→ Task to carry out
Rewrite these lines with "visual grounding system" changed to "object detector" wherever it occurs, and leave everything else as it is.

→ Recorded information
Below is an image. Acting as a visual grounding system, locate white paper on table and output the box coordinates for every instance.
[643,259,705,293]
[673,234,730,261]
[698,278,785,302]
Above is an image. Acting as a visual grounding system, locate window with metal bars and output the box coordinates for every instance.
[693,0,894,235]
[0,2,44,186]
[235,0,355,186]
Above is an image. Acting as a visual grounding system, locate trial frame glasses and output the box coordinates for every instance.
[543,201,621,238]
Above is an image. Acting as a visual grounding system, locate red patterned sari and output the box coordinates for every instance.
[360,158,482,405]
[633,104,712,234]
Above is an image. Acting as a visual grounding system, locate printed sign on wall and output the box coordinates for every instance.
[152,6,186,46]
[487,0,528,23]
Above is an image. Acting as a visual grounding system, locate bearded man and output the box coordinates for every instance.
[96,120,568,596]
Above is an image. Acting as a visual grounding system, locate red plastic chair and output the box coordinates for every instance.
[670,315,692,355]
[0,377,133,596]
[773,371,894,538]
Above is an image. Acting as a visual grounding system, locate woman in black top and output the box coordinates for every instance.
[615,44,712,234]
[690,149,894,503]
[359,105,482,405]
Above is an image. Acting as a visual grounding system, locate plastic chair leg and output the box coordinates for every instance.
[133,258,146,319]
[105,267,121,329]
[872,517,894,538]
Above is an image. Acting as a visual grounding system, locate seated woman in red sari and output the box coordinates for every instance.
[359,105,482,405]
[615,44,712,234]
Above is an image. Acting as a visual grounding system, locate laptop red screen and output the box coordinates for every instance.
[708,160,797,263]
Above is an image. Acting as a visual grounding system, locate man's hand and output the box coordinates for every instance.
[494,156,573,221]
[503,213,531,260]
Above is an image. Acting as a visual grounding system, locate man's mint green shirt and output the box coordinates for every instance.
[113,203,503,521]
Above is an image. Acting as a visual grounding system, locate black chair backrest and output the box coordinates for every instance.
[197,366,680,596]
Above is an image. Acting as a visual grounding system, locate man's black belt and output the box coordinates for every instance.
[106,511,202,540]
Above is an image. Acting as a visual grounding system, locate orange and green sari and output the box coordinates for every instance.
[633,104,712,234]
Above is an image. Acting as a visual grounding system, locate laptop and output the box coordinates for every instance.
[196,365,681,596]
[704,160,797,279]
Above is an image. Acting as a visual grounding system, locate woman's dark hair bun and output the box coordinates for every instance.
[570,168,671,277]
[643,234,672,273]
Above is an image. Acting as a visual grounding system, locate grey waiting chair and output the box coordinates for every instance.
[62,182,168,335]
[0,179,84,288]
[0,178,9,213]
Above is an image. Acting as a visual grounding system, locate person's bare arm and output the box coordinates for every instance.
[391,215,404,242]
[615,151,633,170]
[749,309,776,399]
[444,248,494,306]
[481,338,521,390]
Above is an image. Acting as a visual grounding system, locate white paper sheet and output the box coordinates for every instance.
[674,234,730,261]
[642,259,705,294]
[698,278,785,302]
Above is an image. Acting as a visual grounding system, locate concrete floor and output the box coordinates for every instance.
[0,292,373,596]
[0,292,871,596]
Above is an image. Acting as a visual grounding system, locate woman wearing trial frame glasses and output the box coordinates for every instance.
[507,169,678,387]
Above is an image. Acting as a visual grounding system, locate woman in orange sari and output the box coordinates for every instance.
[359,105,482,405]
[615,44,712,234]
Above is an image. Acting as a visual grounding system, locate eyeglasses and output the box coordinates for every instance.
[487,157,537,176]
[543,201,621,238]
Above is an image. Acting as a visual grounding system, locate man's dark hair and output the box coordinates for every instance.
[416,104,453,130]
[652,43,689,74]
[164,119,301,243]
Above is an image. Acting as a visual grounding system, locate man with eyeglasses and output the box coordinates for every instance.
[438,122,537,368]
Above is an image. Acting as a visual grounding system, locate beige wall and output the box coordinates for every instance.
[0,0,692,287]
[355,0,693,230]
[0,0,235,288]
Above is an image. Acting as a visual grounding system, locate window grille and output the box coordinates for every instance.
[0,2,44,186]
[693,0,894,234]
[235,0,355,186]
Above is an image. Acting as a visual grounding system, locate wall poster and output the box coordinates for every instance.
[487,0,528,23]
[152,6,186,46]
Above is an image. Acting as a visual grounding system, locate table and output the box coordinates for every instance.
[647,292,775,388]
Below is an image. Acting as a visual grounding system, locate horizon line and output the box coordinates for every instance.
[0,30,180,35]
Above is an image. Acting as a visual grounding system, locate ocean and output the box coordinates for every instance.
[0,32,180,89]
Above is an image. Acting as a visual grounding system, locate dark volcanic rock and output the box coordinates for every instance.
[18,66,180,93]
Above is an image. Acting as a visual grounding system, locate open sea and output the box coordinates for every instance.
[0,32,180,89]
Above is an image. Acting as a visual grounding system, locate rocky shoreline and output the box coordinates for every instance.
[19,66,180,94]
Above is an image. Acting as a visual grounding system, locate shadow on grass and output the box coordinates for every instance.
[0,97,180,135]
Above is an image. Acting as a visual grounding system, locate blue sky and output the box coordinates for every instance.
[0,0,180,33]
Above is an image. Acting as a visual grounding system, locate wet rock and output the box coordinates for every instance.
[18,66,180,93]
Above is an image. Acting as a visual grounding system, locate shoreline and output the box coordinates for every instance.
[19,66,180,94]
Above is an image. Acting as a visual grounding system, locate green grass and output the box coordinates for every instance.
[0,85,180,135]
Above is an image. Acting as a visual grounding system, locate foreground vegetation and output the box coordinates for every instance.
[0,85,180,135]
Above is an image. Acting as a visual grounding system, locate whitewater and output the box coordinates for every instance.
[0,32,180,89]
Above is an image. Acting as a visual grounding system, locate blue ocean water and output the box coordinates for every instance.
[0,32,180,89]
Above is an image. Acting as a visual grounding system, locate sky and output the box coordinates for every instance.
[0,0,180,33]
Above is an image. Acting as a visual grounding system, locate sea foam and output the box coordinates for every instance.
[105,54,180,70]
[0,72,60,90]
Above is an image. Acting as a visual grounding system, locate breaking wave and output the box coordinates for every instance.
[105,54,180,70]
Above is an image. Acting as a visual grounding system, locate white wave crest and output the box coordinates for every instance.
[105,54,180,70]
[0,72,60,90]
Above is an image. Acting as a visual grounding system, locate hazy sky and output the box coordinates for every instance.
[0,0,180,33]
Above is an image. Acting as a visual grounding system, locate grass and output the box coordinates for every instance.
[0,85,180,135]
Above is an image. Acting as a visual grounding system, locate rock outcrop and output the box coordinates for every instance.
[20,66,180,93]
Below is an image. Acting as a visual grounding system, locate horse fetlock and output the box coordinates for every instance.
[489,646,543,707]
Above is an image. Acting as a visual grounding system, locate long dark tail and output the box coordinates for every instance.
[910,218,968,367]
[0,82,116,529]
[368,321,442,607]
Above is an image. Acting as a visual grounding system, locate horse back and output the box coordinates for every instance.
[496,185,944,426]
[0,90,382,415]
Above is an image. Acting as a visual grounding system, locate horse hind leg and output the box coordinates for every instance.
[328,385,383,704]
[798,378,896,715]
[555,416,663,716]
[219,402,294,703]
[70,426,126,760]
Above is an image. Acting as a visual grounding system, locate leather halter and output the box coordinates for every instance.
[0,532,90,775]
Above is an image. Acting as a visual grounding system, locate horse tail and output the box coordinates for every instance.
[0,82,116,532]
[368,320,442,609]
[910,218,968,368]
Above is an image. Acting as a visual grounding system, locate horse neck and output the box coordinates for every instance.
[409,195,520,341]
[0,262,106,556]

→ Solution to this task
Below is an image. Acting as a object detector, locate white paper on table and output the box coordinates for every instance.
[643,259,705,293]
[673,234,730,261]
[698,278,785,302]
Above is an image. Acting as a object detector, locate window with metal bars and output the box coordinates for every instance.
[693,0,894,235]
[0,2,44,186]
[235,0,355,186]
Above is an image. Acting as a object detector, locate trial frame glasses and output the box coordinates for every instance.
[543,201,621,238]
Above is an image. Acting as a object detector, locate red patterned sari and output the box coordinates for every instance.
[360,158,482,405]
[633,104,712,234]
Above is an image. Acting as a object detector, locate printed sign on wall and output the box coordinates for every instance.
[152,6,186,46]
[487,0,528,23]
Above is an image. Acting as a object detector, locate bearded man and output the box coordinates for every instance.
[96,120,568,596]
Above is an image. Acting as a object detector, locate red plastic chair and output the box coordinates for every instance.
[670,315,692,355]
[0,377,133,596]
[773,371,894,538]
Above is an image. Acting as a object detector, locate woman in black top and output the box coordinates for every instance.
[615,44,712,234]
[690,149,894,503]
[359,105,482,405]
Above is an image. Acting as a object detector, locate plastic chair leg and output the box coordinates for every instance.
[133,258,146,319]
[105,267,121,329]
[872,517,894,538]
Above is an image. Acting as a object detector, locate seated woman in red sari and output the box coordinates for every instance.
[359,105,482,405]
[615,44,712,234]
Above is an image. Acting as a object detector, locate laptop red screen and output the box coordinates for every instance.
[708,160,797,263]
Above is an image. Acting as a object detector, locate man's hand and output the box coordinates for every instance.
[494,156,573,221]
[503,213,531,260]
Above is an image. Acting as a object detector, locate man's mint green shirt and output the box coordinates for every instance.
[113,203,503,521]
Above is an image. Acting as a object detector, locate black chair backrest and output the box coordinates for every instance.
[197,366,680,596]
Above is an image. Acting as a object detector, locate man's black belt and output the box coordinates for every instance.
[106,511,202,540]
Above is an image. Acting as a object detector, locate orange and green sari and output the box coordinates for every instance.
[633,104,712,234]
Above is an image. Acting as a object detector, locate laptop and output the box coordinates for every instance.
[196,365,681,596]
[704,160,797,279]
Above is an image. Acting as a object detector, locate woman's dark hair bun and output the box coordinates for every instance.
[570,168,671,277]
[643,234,672,273]
Above is an image. Acting as a object detector, locate grey waiting chair and output the box coordinates for every instance.
[62,182,168,335]
[0,179,84,288]
[0,178,9,213]
Above is an image. Acting as a object detector, locate person's bare arm and output the box coordinates for every instance.
[391,215,404,242]
[615,151,633,170]
[749,309,776,399]
[444,248,494,306]
[481,338,521,390]
Above is an image. Acting as a object detector, locate white paper sheet and output the box coordinates for every instance.
[674,234,730,261]
[642,259,705,294]
[698,278,785,302]
Above is an image. Acting as a object detector, locate concrete floor and output the box coordinates for every instance.
[0,292,373,596]
[0,292,871,596]
Above is an image. Acting as a object detector, locate woman wearing trial frame glasses and output the box coordinates for every instance.
[507,169,678,387]
Above is an image. Acting as a object detector, locate woman in orange sari and output the box coordinates for every instance.
[359,105,482,405]
[615,44,712,234]
Above is an image. Acting as a object detector, locate eyeglasses and output the box coordinates for every instance.
[487,157,537,176]
[543,201,621,238]
Above is an image. Acting as a object detector, locate man's dark hair and output the box coordinates for every instance.
[416,104,453,130]
[652,43,689,74]
[164,119,301,243]
Above is an image. Acting as a object detector, locate man with eyeglasses and output the box coordinates for every instance.
[438,122,537,368]
Above is an image. Acting as a object detector, locate beige wall and output the box coordinates for every instance.
[0,0,692,287]
[355,0,693,230]
[0,0,235,288]
Above is an image. Acting as a object detector, locate window grille and output the box coordinates for every instance.
[0,2,44,186]
[693,0,894,234]
[235,0,355,186]
Above is an image. Acting as a object detector, locate wall poster and output the box coordinates for every instance.
[487,0,528,23]
[152,6,186,46]
Above is an image. Acting as a object detector, locate table and output the box coordinates for every instance.
[647,292,775,388]
Below is an image. Acting as a object detector, locate horizon line and output the box coordinates for every instance.
[0,30,180,35]
Above is an image. Acting as a object detector, locate ocean and output the box coordinates for every instance.
[0,32,180,89]
Above is an image. Acting as a object detector, locate dark volcanic rock and output the box coordinates for every instance.
[18,66,180,93]
Above is an image. Acting as a object detector, locate open sea and output the box coordinates for every instance.
[0,32,180,89]
Above is an image. Acting as a object detector, locate rocky shoreline and output the box coordinates for every instance.
[19,66,180,94]
Above is an image. Acting as a object detector, locate shadow on grass and output the box coordinates for every instance.
[0,97,180,135]
Above is an image. Acting as a object detector, locate blue sky and output the box coordinates for every instance.
[0,0,180,33]
Above is an image. Acting as a object detector, locate wet rock and output the box coordinates for every instance.
[18,66,180,93]
Above is an image. Acting as a object detector, locate shoreline and output the box coordinates for every instance.
[19,66,180,94]
Above is an image. Acting as a object detector, locate green grass and output the box coordinates for every instance.
[0,85,180,135]
Above is an image. Acting as a object detector, locate foreground vegetation and output the box coordinates for every instance.
[0,85,180,135]
Above is an image. Acting as a object detector, locate whitewater and output the box coordinates for every instance.
[0,32,180,89]
Above is an image. Acting as a object detector, locate blue ocean water and output the box coordinates for every instance.
[0,32,180,89]
Above is an image. Acting as a object detector, locate sky and output the box coordinates for every instance.
[0,0,180,33]
Above is an image. Acting as a object detector, locate sea foam and output the box coordinates for every instance.
[105,54,180,70]
[0,72,60,90]
Above is an image. Acting as a object detector, locate breaking wave and output the box coordinates for every instance.
[105,54,180,70]
Above is an image. Acting as a object detector, locate white wave crest and output the box coordinates for every instance.
[105,54,180,70]
[0,72,60,90]
Above is an image. Acting as a object detector, locate hazy sky and output the box coordinates for every instance.
[0,0,180,33]
Above is an image. Acting as a object detector, locate grass and output the box coordinates for every instance.
[0,85,180,135]
Above is an image. Acting as a object detector, locate rock outcrop and output the box coordinates for every instance.
[20,66,180,93]
Below is an image. Acting as a object detector, locate horse fetlock and output the box coordinates for every instance.
[489,646,543,707]
Above is an image. Acting as a object detector, locate long dark tail and output the box coordinates for every instance.
[910,218,968,367]
[0,82,116,529]
[368,321,442,607]
Above is an image. Acting as a object detector, locate horse back and output the box coordinates for every instance.
[496,185,944,426]
[0,90,382,415]
Above is an image. Acting as a object detector, locate horse hind leg and output the box coordinates for every instance.
[328,385,383,704]
[798,378,896,715]
[555,416,663,716]
[219,402,294,703]
[70,426,126,760]
Above is an image. Acting as a object detector, locate leather halter and output the box coordinates for every instance.
[0,532,90,775]
Above is an image. Acting as a object detector, locate horse tail and output the box coordinates for every instance.
[0,82,116,532]
[368,320,442,609]
[910,218,968,368]
Above is an image. Acting as a object detector, locate horse neck and output the box coordinates for every instance.
[409,195,520,341]
[0,262,106,556]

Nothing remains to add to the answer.